来源:燃财经(ID:rancaijing)
作者:黎明
编辑 :魏佳
盒马变了,小象撤了,京东彷徨了。仿佛一夜之间,新零售变天了。
2019年上半年,一路巨头加持、夺命狂奔的生鲜新零售,一头扎进了深水区。就像水性尚浅的孩子面对水底的压强手足无措,这些新零售的玩家们陷入了集体焦虑。
小象生鲜陆续关闭了北京城外的五家门店,只保留了北京两家大本营作为试验田,同时干起了买菜的生意。京东7FRESH又进行了一轮高管变动,京东老臣王笑松被调岗,5年1000家店的目标遥不可及。
更关键的是,尖子生盒马鲜生,在今年4月宣布将关闭首家线下门店。
这是一个不好的信号。就像在打仗的时候,总需要有一个专职扛旗的人,只要旗还在,大家就会往前冲。如果旗倒了,那这场仗基本就完了。盒马,就是新零售行业中,那个扛旗的人。
有巨头撑腰,新零售不会上演共享单车行业的一地鸡毛,但毫无疑问各大玩家都进入了调整期。盒马在狂奔之后,开启一轮填坑之战。美团不撞南墙不回头,撞墙之后则毫不犹豫开始大撤退。京东的变革如火如荼,新一轮裁员或许正在酝酿,7FRESH如履薄冰。
这些互联网上半场的胜出者,埋头冲进了互联网下半场新零售的主场。但线下的战场,丝毫不亚于线上战火的猛烈。
盒马、小象、7FRESH,他们究竟怎么了?让我们拨开云雾,一探究竟。

小练习 1
能否把新零售文章中从“来源:燃财经(ID:rancaijing)”开始、一直到“1000家店的目标遥不可及。”为止的这段文字原样重复一遍?
小练习 2
能否顺着新零售文章的最后一句往下写,把接下来的部分补完?
这些记录与新零售文章没有任何关联。

所示材料

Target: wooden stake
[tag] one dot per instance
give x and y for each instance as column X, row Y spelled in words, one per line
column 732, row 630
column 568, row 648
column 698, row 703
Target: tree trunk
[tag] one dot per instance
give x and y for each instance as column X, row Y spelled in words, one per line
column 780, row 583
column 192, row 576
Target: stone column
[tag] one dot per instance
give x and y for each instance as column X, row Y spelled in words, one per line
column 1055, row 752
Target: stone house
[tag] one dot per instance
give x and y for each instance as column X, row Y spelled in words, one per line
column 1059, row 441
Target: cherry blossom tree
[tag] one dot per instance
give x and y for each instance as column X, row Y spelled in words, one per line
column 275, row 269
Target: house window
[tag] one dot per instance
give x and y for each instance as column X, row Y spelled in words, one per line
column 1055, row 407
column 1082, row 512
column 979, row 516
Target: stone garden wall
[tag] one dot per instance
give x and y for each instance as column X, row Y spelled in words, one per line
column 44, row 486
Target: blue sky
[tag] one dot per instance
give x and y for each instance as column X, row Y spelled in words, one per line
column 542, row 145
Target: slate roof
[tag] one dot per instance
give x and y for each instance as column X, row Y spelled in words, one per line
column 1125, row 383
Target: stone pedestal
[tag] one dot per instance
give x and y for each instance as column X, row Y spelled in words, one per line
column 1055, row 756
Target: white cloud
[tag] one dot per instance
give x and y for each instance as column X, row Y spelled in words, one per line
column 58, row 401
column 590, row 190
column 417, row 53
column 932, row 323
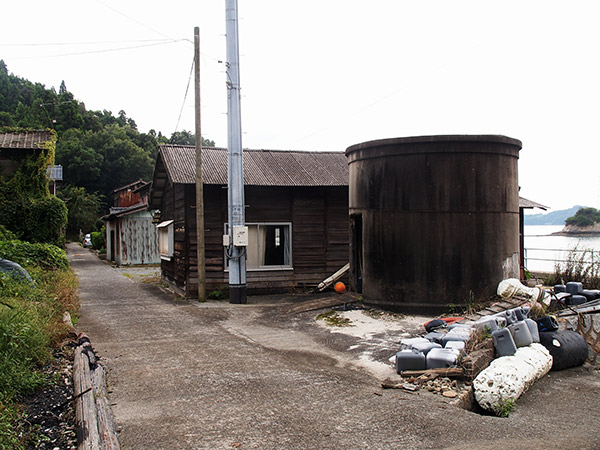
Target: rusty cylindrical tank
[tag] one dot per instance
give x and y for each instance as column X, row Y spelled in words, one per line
column 434, row 219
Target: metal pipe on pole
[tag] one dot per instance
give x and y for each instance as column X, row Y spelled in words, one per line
column 200, row 256
column 235, row 193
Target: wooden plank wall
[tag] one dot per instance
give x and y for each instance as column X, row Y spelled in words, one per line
column 320, row 233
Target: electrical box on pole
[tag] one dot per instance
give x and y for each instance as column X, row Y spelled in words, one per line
column 235, row 181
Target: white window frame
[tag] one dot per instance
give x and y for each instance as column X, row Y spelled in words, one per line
column 288, row 266
column 166, row 240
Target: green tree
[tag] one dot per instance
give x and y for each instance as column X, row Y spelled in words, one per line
column 82, row 164
column 83, row 208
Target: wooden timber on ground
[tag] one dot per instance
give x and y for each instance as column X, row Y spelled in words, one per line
column 95, row 426
column 327, row 302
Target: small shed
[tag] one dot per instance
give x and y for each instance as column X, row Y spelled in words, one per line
column 16, row 146
column 296, row 212
column 131, row 237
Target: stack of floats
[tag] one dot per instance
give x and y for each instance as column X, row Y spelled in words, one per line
column 436, row 350
column 510, row 330
column 572, row 294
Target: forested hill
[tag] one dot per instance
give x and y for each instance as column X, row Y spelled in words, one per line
column 98, row 150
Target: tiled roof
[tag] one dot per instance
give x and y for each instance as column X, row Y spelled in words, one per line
column 261, row 167
column 32, row 139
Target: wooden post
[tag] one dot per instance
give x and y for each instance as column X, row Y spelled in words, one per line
column 199, row 187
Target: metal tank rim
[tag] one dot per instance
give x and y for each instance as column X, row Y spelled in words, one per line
column 449, row 138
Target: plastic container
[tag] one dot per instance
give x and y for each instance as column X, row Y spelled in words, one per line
column 576, row 299
column 592, row 294
column 456, row 345
column 440, row 358
column 574, row 287
column 533, row 329
column 488, row 324
column 435, row 336
column 504, row 342
column 559, row 288
column 457, row 334
column 410, row 360
column 406, row 344
column 568, row 348
column 518, row 312
column 424, row 347
column 463, row 326
column 521, row 333
column 547, row 323
column 510, row 316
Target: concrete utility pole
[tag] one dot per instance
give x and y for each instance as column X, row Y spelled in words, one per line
column 199, row 182
column 238, row 233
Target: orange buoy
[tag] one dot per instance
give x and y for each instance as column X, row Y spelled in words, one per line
column 339, row 287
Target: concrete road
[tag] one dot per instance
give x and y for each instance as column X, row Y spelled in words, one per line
column 185, row 375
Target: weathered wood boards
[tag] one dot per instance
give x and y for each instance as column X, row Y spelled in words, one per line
column 95, row 427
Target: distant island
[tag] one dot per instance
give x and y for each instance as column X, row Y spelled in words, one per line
column 585, row 222
column 553, row 218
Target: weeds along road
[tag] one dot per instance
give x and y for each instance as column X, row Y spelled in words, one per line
column 189, row 375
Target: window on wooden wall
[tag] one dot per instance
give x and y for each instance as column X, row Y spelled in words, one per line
column 269, row 246
column 166, row 240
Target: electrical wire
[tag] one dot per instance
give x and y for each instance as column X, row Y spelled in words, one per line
column 52, row 44
column 133, row 20
column 109, row 50
column 186, row 93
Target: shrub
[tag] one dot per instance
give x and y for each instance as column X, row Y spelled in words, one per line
column 30, row 323
column 45, row 256
column 579, row 265
column 46, row 221
column 584, row 217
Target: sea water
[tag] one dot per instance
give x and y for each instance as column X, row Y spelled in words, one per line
column 542, row 250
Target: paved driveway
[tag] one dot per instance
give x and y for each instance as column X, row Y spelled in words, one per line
column 185, row 375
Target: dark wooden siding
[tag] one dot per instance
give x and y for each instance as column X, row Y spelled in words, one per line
column 167, row 211
column 320, row 234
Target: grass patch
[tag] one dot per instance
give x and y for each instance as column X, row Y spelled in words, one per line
column 581, row 265
column 333, row 318
column 506, row 407
column 30, row 326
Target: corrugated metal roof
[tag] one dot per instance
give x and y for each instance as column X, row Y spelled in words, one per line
column 261, row 167
column 32, row 139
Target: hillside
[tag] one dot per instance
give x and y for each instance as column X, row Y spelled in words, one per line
column 553, row 218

预期输出 1
来源:燃财经(ID:rancaijing)
作者:黎明
编辑 :魏佳
盒马变了,小象撤了,京东彷徨了。仿佛一夜之间,新零售变天了。
2019年上半年,一路巨头加持、夺命狂奔的生鲜新零售,一头扎进了深水区。就像水性尚浅的孩子面对水底的压强手足无措,这些新零售的玩家们陷入了集体焦虑。
小象生鲜陆续关闭了北京城外的五家门店,只保留了北京两家大本营作为试验田,同时干起了买菜的生意。京东7FRESH又进行了一轮高管变动,京东老臣王笑松被调岗,5年1000家店的目标遥不可及。

预期输出 2
2019年,生鲜新零售的模范生盒马鲜生,悄悄踩下了急刹车。
首先是开店速度开始放缓。根据公开数据,过去三年,盒马鲜生每年的开店数量分别是8家、17家、95家。2019年上半年,其最新的开店数据是30家。
开店高峰集中在2018年,下滑迹象则出现在2019年。
“2018年可以说是夺命狂奔,2019年明显开店开不动了。”一位接近盒马的供应商人士说。
其次是开业以来首次关店。4月30日,盒马宣布,位于苏州市昆山吾悦广场的门店将于5月31日闭店。上述供应商人士透露,盒马苏州店选址不理想,导致经营业绩不达标。
按照盒马创始人兼CEO侯毅的说法:2019年将是盒马的填坑之战。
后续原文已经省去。